## INPUT
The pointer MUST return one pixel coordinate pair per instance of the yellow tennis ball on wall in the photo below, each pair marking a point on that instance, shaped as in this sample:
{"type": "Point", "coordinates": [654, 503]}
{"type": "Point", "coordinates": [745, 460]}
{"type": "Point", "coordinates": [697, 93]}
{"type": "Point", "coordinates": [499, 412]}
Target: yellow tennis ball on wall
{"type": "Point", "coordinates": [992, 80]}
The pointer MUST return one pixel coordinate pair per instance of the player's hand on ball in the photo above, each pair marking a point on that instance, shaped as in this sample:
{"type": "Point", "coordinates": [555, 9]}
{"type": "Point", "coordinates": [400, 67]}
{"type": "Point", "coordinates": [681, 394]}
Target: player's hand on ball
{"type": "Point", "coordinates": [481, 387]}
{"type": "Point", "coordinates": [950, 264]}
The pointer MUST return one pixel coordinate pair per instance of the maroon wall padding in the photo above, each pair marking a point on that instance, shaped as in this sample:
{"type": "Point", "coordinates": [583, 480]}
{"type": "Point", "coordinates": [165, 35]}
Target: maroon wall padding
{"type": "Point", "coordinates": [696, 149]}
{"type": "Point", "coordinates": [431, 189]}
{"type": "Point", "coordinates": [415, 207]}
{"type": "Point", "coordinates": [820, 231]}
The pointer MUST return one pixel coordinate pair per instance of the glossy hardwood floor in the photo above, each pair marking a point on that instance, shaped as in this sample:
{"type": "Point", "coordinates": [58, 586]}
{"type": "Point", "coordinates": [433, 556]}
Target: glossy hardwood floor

## DIRECTIONS FOR THIS TASK
Repeat the whole listing exactly.

## WRITTEN RESPONSE
The pointer MUST return one pixel coordinate pair per instance of the yellow tennis ball on wall in the photo below, each pair marking a point on that instance, shaped as in this sample:
{"type": "Point", "coordinates": [654, 503]}
{"type": "Point", "coordinates": [745, 460]}
{"type": "Point", "coordinates": [697, 93]}
{"type": "Point", "coordinates": [499, 412]}
Target: yellow tennis ball on wall
{"type": "Point", "coordinates": [992, 80]}
The pointer MUST return one pixel coordinate pair per instance of the player's hand on ball in the photo above, each pair marking a point on that instance, shaped as in this sample:
{"type": "Point", "coordinates": [555, 9]}
{"type": "Point", "coordinates": [400, 67]}
{"type": "Point", "coordinates": [681, 394]}
Target: player's hand on ball
{"type": "Point", "coordinates": [481, 387]}
{"type": "Point", "coordinates": [950, 264]}
The pointer MUST return one pixel coordinate pair per instance of the maroon wall padding in the photo above, each pair marking a point on that instance, shaped as in this sample:
{"type": "Point", "coordinates": [583, 480]}
{"type": "Point", "coordinates": [165, 35]}
Target: maroon wall padding
{"type": "Point", "coordinates": [696, 149]}
{"type": "Point", "coordinates": [431, 189]}
{"type": "Point", "coordinates": [415, 207]}
{"type": "Point", "coordinates": [820, 231]}
The pointer MUST return one pixel coordinate pair per instance of the glossy hardwood floor in the photo above, each pair marking a point on that instance, shaped as in this sample:
{"type": "Point", "coordinates": [58, 586]}
{"type": "Point", "coordinates": [433, 556]}
Target: glossy hardwood floor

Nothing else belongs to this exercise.